What to work on: Rename "player" to "user" in the records from the line with "AR game engine: the player needs to interact with the wooden" through the end of the records, and give only those lines again with everything else unchanged.

Exercise inputs:
-- start --
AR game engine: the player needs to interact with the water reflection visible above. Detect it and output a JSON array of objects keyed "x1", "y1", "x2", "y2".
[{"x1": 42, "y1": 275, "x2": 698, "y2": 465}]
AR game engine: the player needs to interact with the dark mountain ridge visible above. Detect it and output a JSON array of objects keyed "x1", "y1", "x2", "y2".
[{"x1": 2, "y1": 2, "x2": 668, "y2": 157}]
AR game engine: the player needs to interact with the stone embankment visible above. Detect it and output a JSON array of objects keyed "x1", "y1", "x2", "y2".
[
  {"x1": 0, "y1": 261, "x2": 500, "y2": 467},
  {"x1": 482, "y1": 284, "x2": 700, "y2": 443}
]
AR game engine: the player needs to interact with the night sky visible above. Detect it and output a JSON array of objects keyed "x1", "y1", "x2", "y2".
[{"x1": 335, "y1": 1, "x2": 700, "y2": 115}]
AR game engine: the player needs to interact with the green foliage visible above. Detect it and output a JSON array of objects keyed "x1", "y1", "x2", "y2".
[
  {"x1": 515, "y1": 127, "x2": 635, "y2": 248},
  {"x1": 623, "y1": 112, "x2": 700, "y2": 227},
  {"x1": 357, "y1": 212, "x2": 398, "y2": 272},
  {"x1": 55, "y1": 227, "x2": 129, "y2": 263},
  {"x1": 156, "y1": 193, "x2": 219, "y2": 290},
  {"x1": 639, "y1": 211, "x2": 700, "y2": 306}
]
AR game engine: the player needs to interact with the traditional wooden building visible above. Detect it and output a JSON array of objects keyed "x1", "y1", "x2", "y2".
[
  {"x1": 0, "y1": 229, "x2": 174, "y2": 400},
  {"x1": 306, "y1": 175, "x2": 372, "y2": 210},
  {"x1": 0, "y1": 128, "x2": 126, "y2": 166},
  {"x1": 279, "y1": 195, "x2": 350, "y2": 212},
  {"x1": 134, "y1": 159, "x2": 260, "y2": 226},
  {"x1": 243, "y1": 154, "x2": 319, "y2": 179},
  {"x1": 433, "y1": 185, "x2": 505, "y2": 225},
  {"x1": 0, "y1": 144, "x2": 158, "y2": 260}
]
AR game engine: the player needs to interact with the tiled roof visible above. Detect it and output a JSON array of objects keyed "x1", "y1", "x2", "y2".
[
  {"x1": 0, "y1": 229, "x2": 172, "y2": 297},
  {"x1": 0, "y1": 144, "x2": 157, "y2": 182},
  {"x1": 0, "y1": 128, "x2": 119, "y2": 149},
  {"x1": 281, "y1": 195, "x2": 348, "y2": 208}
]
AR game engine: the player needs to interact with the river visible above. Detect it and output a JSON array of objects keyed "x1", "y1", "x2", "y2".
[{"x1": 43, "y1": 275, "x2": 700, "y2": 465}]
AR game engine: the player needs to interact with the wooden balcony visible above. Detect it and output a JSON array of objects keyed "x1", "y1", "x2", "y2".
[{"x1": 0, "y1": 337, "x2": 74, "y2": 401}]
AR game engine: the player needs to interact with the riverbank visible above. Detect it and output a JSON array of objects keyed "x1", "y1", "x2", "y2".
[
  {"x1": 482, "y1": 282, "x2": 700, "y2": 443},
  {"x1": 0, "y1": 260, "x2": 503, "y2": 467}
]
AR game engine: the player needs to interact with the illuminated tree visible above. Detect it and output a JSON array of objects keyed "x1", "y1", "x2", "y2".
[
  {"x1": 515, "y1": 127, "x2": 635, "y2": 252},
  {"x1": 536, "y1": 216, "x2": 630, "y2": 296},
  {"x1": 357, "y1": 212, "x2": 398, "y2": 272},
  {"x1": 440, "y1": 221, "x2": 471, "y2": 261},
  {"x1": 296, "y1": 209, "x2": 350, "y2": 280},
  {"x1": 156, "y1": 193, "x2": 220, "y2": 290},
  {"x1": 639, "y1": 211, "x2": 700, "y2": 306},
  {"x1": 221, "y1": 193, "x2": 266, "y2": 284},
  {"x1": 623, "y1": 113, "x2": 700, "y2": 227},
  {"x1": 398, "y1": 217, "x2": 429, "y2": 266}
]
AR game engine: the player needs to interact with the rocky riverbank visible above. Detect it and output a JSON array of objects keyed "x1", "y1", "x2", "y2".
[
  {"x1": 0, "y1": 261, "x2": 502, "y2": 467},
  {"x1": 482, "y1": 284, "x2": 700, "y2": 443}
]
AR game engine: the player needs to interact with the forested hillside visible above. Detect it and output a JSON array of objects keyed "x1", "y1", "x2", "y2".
-- end --
Response to the exercise:
AR game engine: the user needs to interact with the wooden balcony visible above. Detect it and output a JSON array of objects keyed "x1", "y1", "x2", "y2".
[{"x1": 0, "y1": 337, "x2": 74, "y2": 401}]
AR game engine: the user needs to interact with the riverbank visible above. Detect it and output a JSON array of objects keyed "x1", "y1", "x2", "y2".
[
  {"x1": 482, "y1": 282, "x2": 700, "y2": 443},
  {"x1": 0, "y1": 260, "x2": 503, "y2": 467}
]
AR game engine: the user needs to interact with the illuminated tree visible above. Detect it and output a JSON array of objects keyed "x1", "y1", "x2", "y2".
[
  {"x1": 515, "y1": 127, "x2": 635, "y2": 252},
  {"x1": 536, "y1": 216, "x2": 630, "y2": 296},
  {"x1": 357, "y1": 212, "x2": 398, "y2": 272},
  {"x1": 440, "y1": 221, "x2": 471, "y2": 261},
  {"x1": 296, "y1": 209, "x2": 350, "y2": 280},
  {"x1": 156, "y1": 193, "x2": 220, "y2": 290},
  {"x1": 639, "y1": 211, "x2": 700, "y2": 306},
  {"x1": 221, "y1": 193, "x2": 266, "y2": 284},
  {"x1": 623, "y1": 113, "x2": 700, "y2": 227},
  {"x1": 398, "y1": 217, "x2": 429, "y2": 266}
]
AR game engine: the user needs to interact with the rocky riverbank visible above. Detect it and output a JSON array of objects keyed "x1", "y1", "x2", "y2".
[
  {"x1": 0, "y1": 261, "x2": 502, "y2": 467},
  {"x1": 482, "y1": 284, "x2": 700, "y2": 443}
]
AR game engine: the user needs to interact with the forested hillside visible above. Detect it and output a JSON array of objects keyed "x1", "y1", "x2", "y2".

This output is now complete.